_Problem requirements_: Please retype the data below in full.

_Data to process_:
______________________________
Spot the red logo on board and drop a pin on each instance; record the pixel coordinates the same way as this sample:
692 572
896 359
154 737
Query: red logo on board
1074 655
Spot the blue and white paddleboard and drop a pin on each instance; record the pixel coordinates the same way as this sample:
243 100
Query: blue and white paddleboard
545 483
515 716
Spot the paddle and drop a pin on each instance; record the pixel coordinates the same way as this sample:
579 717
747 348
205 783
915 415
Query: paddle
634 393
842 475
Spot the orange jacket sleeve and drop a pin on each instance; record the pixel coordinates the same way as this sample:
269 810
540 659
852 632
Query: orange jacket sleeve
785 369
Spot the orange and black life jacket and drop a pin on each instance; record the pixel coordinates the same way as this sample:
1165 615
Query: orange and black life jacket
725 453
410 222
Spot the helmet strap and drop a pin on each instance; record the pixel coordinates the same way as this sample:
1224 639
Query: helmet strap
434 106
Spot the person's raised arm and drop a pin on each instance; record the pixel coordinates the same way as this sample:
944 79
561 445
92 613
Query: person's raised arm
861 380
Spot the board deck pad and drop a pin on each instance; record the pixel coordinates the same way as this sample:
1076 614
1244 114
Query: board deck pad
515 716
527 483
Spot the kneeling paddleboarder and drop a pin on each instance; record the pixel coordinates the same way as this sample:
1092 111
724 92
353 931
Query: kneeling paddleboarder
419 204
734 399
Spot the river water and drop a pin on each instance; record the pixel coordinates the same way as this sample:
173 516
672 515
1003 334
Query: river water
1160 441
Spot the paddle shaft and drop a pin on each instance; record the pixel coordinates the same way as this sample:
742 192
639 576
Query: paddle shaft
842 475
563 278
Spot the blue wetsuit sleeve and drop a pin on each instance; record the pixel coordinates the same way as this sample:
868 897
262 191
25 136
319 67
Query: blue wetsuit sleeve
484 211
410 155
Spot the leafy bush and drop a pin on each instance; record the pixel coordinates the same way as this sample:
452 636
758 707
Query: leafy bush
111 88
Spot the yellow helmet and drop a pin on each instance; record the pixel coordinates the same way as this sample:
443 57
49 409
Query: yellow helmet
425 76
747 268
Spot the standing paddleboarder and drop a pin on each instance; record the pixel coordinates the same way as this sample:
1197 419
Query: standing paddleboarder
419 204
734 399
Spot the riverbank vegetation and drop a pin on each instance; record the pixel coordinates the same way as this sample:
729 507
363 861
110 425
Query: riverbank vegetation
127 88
______________________________
_Response_:
Spot the red logo on board and drop a pin on each instance; record the pixel coordinates the same way as this sample:
692 572
896 359
154 737
Query: red logo on board
1074 655
Spot the blue and white paddleboard and drop a pin on each instance; record the pixel coordinates the same way as this sample:
243 100
Query: blue and white paddleboard
545 483
515 716
Spot the paddle and drop a pin on each instance; record the pixel coordinates the same way as this sample:
579 717
747 348
205 783
915 415
Query: paddle
634 393
842 475
Spot the orange jacket sleeve and drop a pin on each instance; record the pixel coordinates the same way as this sample:
269 810
540 659
852 632
Query: orange jacket sleeve
785 369
Spot the orange and black life jacket and drop a pin on each instance; record the pixel coordinates the same way as this sample:
1165 615
Query: orange and black life jacket
725 453
410 222
Spot the helmet strap and drop a pin on each instance; record the pixel coordinates the same way as this sample:
1224 639
Query: helmet strap
434 106
Spot the person's raised arm and drop a pin on each instance; record the pixel coordinates the same way as this sample:
944 79
561 445
92 613
Query: person's raised arm
861 380
Spot the board deck pad and drop a pin on each instance; record the pixel coordinates the same way as this sample:
1076 614
1244 114
Query: board deck pad
515 716
527 483
Spot the kneeling paddleboarder and drop a pin on each instance; record the pixel coordinates the same way as this sample:
1092 111
724 92
353 931
Query: kneeling paddleboarder
419 204
734 399
Spot the river water and drop a pin on each instance; record the pixel coordinates the same way as this sample:
173 516
672 515
1003 334
Query: river water
1160 441
Spot the paddle shaft and drop a pin on each instance; record the pixel coordinates the same way as this sample:
742 192
639 576
Query: paddle shaft
842 475
563 278
Spot the blue wetsuit sleeve and drop a pin on each instance; record the pixel coordinates the same way as this sample:
868 897
262 191
25 136
319 67
Query: blue wetsuit sleeve
484 211
410 155
Spot the leafy bush and drop a pin on each instance; record the pixel coordinates the same way as this sample:
452 636
758 707
Query: leafy bush
111 88
Spot the yellow helmet and drop a pin on each instance; record the pixel coordinates the same way as this sample:
443 57
49 409
Query: yellow helmet
425 76
747 268
Spot the standing paddleboarder and drop a pin on each instance; record the pixel coordinates the same way as this sample:
1197 419
Query: standing paddleboarder
419 204
734 399
Spot the riverbank vegetation and drop a pin on each instance; record the pixel coordinates the same way as this sample:
729 507
363 861
110 425
Query: riverbank vegetation
127 88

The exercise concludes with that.